● **WHAT YOU ARE ASKED TO DO**: Reproduce the following material exactly, including every line.
— begin RECORD LIST —
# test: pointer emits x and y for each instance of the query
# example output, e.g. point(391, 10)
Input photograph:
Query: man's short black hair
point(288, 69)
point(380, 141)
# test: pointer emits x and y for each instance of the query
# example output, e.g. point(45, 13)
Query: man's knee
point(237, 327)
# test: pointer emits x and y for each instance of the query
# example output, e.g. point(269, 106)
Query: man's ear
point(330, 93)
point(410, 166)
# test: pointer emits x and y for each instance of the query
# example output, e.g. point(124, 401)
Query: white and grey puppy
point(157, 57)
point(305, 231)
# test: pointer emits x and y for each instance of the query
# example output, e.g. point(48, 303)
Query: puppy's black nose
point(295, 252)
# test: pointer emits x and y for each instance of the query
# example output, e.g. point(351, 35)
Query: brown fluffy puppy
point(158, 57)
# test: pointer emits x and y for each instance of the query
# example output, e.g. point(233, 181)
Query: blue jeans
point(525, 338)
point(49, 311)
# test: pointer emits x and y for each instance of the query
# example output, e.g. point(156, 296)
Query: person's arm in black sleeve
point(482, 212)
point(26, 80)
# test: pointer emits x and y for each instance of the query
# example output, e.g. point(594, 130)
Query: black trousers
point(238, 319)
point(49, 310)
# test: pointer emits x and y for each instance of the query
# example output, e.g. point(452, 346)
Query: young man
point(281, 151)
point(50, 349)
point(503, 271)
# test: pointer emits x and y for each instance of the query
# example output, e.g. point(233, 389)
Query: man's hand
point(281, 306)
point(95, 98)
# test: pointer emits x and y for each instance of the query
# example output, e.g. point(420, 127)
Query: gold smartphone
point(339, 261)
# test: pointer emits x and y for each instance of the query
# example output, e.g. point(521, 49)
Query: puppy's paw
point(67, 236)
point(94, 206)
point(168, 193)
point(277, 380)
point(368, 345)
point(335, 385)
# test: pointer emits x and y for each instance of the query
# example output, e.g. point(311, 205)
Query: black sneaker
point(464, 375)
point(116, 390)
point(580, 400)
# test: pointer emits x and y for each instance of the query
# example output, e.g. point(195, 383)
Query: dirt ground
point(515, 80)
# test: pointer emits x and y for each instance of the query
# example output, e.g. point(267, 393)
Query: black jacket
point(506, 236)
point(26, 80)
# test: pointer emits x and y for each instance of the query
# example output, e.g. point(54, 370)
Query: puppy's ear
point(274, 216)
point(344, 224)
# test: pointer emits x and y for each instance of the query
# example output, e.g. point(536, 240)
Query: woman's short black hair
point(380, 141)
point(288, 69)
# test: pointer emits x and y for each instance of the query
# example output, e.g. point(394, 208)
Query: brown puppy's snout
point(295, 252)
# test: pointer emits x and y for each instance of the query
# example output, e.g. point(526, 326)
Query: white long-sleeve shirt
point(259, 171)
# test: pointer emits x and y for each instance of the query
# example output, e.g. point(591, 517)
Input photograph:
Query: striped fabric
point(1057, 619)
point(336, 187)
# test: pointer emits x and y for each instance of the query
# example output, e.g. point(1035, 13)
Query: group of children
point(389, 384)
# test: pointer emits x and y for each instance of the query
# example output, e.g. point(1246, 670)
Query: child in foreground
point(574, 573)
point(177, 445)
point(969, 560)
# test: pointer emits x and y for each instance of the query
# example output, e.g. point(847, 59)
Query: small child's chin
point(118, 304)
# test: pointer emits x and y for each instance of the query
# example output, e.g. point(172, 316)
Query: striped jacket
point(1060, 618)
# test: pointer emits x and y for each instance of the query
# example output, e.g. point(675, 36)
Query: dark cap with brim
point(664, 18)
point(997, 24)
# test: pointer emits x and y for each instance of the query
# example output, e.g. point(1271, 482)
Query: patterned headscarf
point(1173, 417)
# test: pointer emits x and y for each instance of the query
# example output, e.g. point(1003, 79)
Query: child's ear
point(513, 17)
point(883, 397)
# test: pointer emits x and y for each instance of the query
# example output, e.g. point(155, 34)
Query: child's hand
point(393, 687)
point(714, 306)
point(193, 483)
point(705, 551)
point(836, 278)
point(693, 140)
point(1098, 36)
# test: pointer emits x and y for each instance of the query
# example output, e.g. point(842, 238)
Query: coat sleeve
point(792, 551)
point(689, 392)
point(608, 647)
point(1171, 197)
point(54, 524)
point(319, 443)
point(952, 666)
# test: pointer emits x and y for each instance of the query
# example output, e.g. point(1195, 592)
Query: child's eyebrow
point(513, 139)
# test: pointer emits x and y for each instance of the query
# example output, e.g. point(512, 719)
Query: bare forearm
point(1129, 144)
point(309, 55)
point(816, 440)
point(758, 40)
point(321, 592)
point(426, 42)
— end RECORD LIST —
● **SOLUTION TO THIS EXERCISE**:
# test: pointer emits x and y for each instance of the query
# example output, e.g. point(391, 10)
Input photograph:
Query: man's short black hair
point(288, 69)
point(380, 141)
# test: pointer emits x and y for each instance of the query
# example output, e.g. point(45, 13)
Query: man's knee
point(237, 327)
# test: pointer emits x and y for each instance of the query
# example output, e.g. point(269, 106)
Query: man's ear
point(330, 93)
point(410, 166)
# test: pointer emits x and y for each instance of the query
# example output, e.g. point(124, 401)
Query: white and grey puppy
point(157, 57)
point(305, 231)
# test: pointer emits x and y for each instance of the query
# example output, e.g. point(48, 303)
Query: puppy's black nose
point(295, 252)
# test: pointer emits x and y for each instance of the query
# example output, e.g. point(351, 35)
Query: brown fluffy puppy
point(158, 57)
# test: pointer emits x and y for each instance of the query
# example output, e.g. point(233, 181)
Query: blue jeans
point(525, 338)
point(49, 311)
# test: pointer emits x and y for each instance of the query
# example output, e.g. point(156, 296)
Query: person's arm in black sleeve
point(482, 212)
point(26, 80)
# test: pointer emits x and y for each instance of the query
# example output, e.g. point(594, 130)
Query: black trousers
point(238, 319)
point(49, 310)
# test: pointer emits x and y for each instance of the query
# example output, e.g. point(452, 346)
Query: young man
point(281, 151)
point(50, 349)
point(503, 271)
# test: pointer emits x and y for each instance of the query
# example output, e.g. point(233, 389)
Query: man's hand
point(281, 306)
point(95, 98)
# test: pointer emits x and y for each instance of the query
# example output, e.g. point(420, 127)
Query: gold smartphone
point(339, 261)
# test: pointer emits x and y for each instance of the query
# example output, e.g. point(521, 49)
Query: puppy's paw
point(67, 236)
point(94, 206)
point(168, 193)
point(277, 380)
point(368, 345)
point(335, 385)
# test: pointer emits x and y for each instance of the query
# example output, e.g. point(311, 205)
Query: black sneaker
point(464, 375)
point(116, 390)
point(580, 400)
# test: pointer emits x and y for each instance of the query
# example output, e.g. point(195, 383)
Query: dirt ground
point(515, 80)
# test: pointer emits x and y for each instance of the query
# example output, e.g. point(267, 393)
Query: black jacket
point(506, 236)
point(26, 80)
# test: pointer emits x and y for each instance of the query
# example output, e.g. point(54, 370)
Query: puppy's ear
point(274, 216)
point(344, 224)
# test: pointer emits x and y for each instance of the query
# example output, e.g. point(536, 240)
Query: woman's short black hair
point(380, 141)
point(288, 69)
# test: pointer emits x and y for each instance of the query
# example output, e.g. point(394, 208)
Query: brown puppy's snout
point(295, 252)
# test: pointer emits x and y for each instance of the query
# example output, e.g. point(526, 326)
Query: white long-sleeve shirt
point(259, 171)
# test: pointer emits x and y for each instance of the query
# example output, e.g. point(591, 517)
Input photograph:
Query: striped fabric
point(1057, 619)
point(336, 187)
# test: pointer emits x and y for each instance of the query
# example output, e.g. point(1035, 13)
Query: group of children
point(389, 384)
# test: pointer emits x and y for each instance of the query
# example output, e.g. point(1246, 670)
Query: child in foreground
point(574, 573)
point(177, 445)
point(969, 560)
# test: pointer emits x and y for each instance of the query
# example output, e.g. point(847, 59)
Query: small child's chin
point(118, 304)
# test: pointer emits x and y for each instance of the query
# example output, e.g. point(172, 316)
Query: striped jacket
point(1060, 618)
# test: pointer emits x and y for each instance of the query
# example output, e.g. point(675, 36)
Query: dark cap with brim
point(664, 18)
point(997, 24)
# test: pointer emits x and y for each instance of the query
# example output, e.g. point(1271, 482)
Query: patterned headscarf
point(1173, 417)
# test: pointer emits x and y for each instance of the query
# example output, e.g. point(1003, 79)
Query: child's ear
point(513, 17)
point(883, 397)
# test: pointer emits x and y for each instance of the query
# example output, e.g. point(155, 34)
Query: child's hand
point(393, 687)
point(714, 306)
point(193, 483)
point(705, 551)
point(836, 278)
point(693, 140)
point(1098, 36)
# test: pointer emits x and y for each instance of the query
# example output, e.g. point(842, 238)
Query: coat sleeve
point(792, 551)
point(689, 392)
point(608, 647)
point(1171, 197)
point(54, 524)
point(319, 443)
point(952, 666)
# test: pointer emits x and y for each instance of the query
# example output, e.g. point(1195, 592)
Query: child's eyebrow
point(513, 139)
# test: pointer emits x and y for each instance of the query
# example output, e.g. point(512, 719)
Query: bare forearm
point(1129, 144)
point(309, 55)
point(816, 440)
point(758, 40)
point(321, 592)
point(426, 42)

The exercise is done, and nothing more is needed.